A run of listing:
<<<<

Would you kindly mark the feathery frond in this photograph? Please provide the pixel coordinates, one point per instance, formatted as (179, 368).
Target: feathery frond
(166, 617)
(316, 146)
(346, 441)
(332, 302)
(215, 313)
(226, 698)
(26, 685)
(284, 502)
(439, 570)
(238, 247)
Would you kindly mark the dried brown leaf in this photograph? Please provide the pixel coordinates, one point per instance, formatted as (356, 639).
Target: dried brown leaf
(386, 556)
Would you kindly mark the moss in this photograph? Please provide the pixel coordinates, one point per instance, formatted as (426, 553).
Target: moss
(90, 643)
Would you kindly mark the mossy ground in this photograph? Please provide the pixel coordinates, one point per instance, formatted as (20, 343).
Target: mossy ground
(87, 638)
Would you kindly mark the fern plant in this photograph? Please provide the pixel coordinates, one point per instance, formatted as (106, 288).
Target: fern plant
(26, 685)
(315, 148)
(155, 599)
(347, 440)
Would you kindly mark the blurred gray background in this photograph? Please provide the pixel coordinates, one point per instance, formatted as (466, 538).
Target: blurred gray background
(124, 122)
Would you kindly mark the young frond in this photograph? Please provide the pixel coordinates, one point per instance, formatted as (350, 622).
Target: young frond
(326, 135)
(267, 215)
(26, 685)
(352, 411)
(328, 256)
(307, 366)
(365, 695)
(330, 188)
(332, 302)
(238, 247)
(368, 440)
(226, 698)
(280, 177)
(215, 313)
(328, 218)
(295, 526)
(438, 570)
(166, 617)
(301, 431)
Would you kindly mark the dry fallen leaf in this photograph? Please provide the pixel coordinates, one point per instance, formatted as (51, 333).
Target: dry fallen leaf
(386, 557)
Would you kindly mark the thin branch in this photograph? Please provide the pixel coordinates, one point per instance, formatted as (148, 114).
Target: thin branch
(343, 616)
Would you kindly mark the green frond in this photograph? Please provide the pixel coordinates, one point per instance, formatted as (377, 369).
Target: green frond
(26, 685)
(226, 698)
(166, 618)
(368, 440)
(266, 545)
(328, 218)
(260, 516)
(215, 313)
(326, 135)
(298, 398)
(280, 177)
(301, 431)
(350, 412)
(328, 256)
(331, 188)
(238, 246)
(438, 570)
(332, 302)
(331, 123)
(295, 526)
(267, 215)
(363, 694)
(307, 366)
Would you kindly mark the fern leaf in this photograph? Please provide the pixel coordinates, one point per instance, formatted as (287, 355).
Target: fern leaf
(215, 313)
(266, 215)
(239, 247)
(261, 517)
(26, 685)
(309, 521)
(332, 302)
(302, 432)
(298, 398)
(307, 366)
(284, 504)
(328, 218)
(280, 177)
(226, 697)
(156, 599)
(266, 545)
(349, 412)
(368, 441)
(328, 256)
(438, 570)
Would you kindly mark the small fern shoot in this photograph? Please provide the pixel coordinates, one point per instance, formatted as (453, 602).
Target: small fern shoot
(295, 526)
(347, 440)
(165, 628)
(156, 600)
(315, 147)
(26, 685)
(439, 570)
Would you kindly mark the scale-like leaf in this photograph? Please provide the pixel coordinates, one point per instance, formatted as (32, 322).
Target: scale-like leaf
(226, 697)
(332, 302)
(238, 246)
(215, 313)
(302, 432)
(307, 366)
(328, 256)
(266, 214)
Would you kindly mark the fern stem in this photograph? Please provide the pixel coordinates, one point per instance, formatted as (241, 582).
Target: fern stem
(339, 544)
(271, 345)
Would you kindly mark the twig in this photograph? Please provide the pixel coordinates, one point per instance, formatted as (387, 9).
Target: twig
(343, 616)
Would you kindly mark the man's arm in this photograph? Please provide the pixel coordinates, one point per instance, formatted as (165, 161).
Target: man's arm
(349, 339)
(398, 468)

>>>>

#### Exercise aim:
Copy out the listing word for word, starting at the line that contains "Would you kindly mark the fern stem" and continuing through the final line of the listing.

#### Response for this exercise:
Would you kindly mark the fern stem in this photograph? Please provide the pixel coordinates, one point per instance, formatted as (241, 582).
Target: fern stem
(339, 544)
(271, 345)
Would you kindly mark the twig in this photograph? Please provide the pixel coordinates, one point per instance, formatted as (387, 9).
Target: twig
(343, 616)
Would you kindly mark the man's arm in this photograph? Please provide the pixel coordinates, one point per instance, formatted as (165, 161).
Target: man's arm
(349, 339)
(398, 468)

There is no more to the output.